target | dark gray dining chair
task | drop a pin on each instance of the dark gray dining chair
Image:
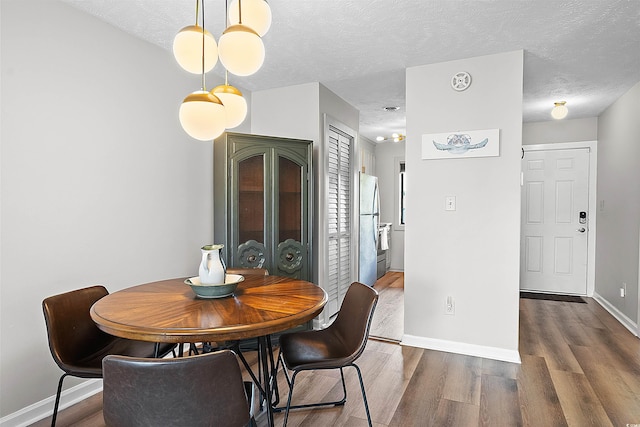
(202, 390)
(336, 347)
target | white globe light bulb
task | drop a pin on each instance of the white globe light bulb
(202, 116)
(234, 104)
(241, 50)
(187, 49)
== == ==
→ **CHALLENGE**: Reproduce every line of the items above verbatim, but leave the picture out of your copy.

→ **THE OUTPUT**:
target | dark gray dining chair
task | drop a pin on each instance of the dark gray dining chair
Image:
(202, 390)
(336, 347)
target | white globe light bulb
task | drop a pin on each instance of the white globe light bulb
(202, 116)
(234, 104)
(241, 50)
(187, 49)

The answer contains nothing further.